Dataset entries

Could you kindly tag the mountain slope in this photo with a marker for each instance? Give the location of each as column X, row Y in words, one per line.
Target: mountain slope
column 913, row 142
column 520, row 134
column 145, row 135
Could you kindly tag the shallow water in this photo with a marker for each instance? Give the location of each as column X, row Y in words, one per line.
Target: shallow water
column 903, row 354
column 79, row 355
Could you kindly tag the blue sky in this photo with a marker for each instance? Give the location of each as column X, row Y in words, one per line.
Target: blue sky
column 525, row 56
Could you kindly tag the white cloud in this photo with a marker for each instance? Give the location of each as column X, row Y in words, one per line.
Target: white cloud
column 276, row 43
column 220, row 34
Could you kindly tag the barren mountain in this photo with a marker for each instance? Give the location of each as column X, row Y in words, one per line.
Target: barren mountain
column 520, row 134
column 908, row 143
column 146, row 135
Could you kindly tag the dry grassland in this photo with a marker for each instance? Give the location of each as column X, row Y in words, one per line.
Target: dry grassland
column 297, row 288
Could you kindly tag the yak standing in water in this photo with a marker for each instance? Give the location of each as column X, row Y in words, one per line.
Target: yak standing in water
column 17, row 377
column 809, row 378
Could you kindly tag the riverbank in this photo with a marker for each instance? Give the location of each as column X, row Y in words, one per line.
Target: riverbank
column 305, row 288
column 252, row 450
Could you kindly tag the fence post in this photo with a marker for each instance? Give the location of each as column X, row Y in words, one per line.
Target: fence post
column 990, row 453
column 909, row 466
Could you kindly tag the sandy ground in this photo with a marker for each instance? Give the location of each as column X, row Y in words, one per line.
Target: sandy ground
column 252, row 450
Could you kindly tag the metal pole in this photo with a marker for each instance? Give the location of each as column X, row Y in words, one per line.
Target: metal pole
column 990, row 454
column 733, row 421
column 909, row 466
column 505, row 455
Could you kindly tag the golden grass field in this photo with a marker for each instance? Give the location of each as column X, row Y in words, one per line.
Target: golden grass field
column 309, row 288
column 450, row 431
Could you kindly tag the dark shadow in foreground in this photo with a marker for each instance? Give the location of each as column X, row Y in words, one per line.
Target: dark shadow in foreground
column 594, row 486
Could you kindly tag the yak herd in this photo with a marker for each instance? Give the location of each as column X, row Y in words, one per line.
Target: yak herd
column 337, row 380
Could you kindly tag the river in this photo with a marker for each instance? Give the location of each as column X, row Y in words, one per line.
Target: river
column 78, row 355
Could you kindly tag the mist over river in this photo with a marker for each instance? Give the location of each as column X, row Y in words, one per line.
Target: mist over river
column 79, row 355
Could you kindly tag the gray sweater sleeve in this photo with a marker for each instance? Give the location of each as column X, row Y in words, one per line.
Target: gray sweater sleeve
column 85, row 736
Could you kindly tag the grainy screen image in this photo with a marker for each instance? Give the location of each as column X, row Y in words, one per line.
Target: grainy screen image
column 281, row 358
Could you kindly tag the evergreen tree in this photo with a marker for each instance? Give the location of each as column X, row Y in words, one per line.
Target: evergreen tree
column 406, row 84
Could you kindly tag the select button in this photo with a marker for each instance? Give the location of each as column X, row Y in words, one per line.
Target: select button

REQUIREMENT: Take the entries above and write them out again unchanged.

SOLVED PROBLEM:
Could you kindly tag the mountain slope in this photo with a marker for each instance? Give the location of each as column X, row Y in words, one per line.
Target: mountain slope
column 913, row 142
column 520, row 134
column 145, row 135
Could you kindly tag the shallow water in this photo with a marker for each instance? Give the location of each as column X, row Y in words, one per line.
Target: shallow water
column 903, row 354
column 79, row 355
Could you kindly tag the blue sky in this photo with a marker for each instance? Give the location of each as column X, row Y in words, one per line.
Target: blue sky
column 525, row 56
Could you kindly tag the white cloud in this photo with a marker for each instance? Give the location of each as column X, row Y in words, one per line.
Target: white cloud
column 276, row 43
column 220, row 34
Could you kindly tag the barren mountain in this photo with a marker for each instance? Give the location of each as column X, row Y in words, one per line.
Target: barren mountain
column 520, row 134
column 908, row 143
column 146, row 135
Could you kindly tag the dry grassland in this photo with a marker for each instance? Give the location of each as column X, row Y in words, one per line.
Target: dry grassland
column 297, row 288
Could you kindly tag the yak standing in water in this photo with a marker for each instance? Give the location of each as column X, row Y in words, one per line.
Target: yak standing in water
column 17, row 377
column 809, row 378
Could you kindly tag the riverbank in this photo with a marker for each instance? Give the location of each as column X, row Y in words, one per line.
Target: riverbank
column 305, row 288
column 252, row 450
Could you kindly tag the fence post in this photo with a marker for each instance? Give the location of each as column X, row Y in words, one per line.
Target: fence post
column 990, row 453
column 909, row 466
Could you kindly tag the sandy ground in this photo with a marker for each instance? Give the location of each as column X, row Y in words, one per line.
Target: sandy ground
column 252, row 450
Could you kindly tag the metal pole in this photo with a marker for each instance? Give the location of each as column X, row Y in words, one per line.
Target: metal pole
column 990, row 454
column 733, row 421
column 909, row 466
column 505, row 455
Could you kindly tag the golden grass field in this photo with a marker for each instance? Give the location of each as column X, row Y in words, one per line.
Target: golden grass field
column 309, row 288
column 450, row 431
Could you kindly tag the dark shadow in foreground in this photo with a marker for each instance? Give the location of each as column X, row Y in words, one per line.
Target: dark shadow in foreground
column 594, row 486
Could you kindly tag the yak herd in this photo with a marker for each instance? Give the location of each as column X, row Y in words, one per line.
Target: yak herd
column 337, row 380
Could you kindly tag the river in this photo with a marker for each instance? Give the location of each as column X, row Y in words, one per line.
Target: river
column 78, row 355
Could you kindly tag the mist over river in this photo with a marker for each instance? Give the location of each as column X, row Y in words, one per line.
Target: mist over river
column 79, row 355
Could you kindly tag the gray sweater sleeve in this photo with a marker for each instance? Give the location of each as column X, row Y in words, one per line.
Target: gray sweater sleeve
column 85, row 736
Could you kindly tag the grainy screen image in this photo with a marker for each instance? Give the location of each as column X, row Y in words, one per line.
Target: grainy screen image
column 281, row 358
Could you kindly tag the evergreen tree in this photo with a marker for each instance? Give the location of each as column X, row Y in words, one per line.
Target: evergreen tree
column 406, row 84
Could you kindly tag the select button in this photo with a marker for each instance? Give the location of each as column X, row Y in words, one per line.
Target: select button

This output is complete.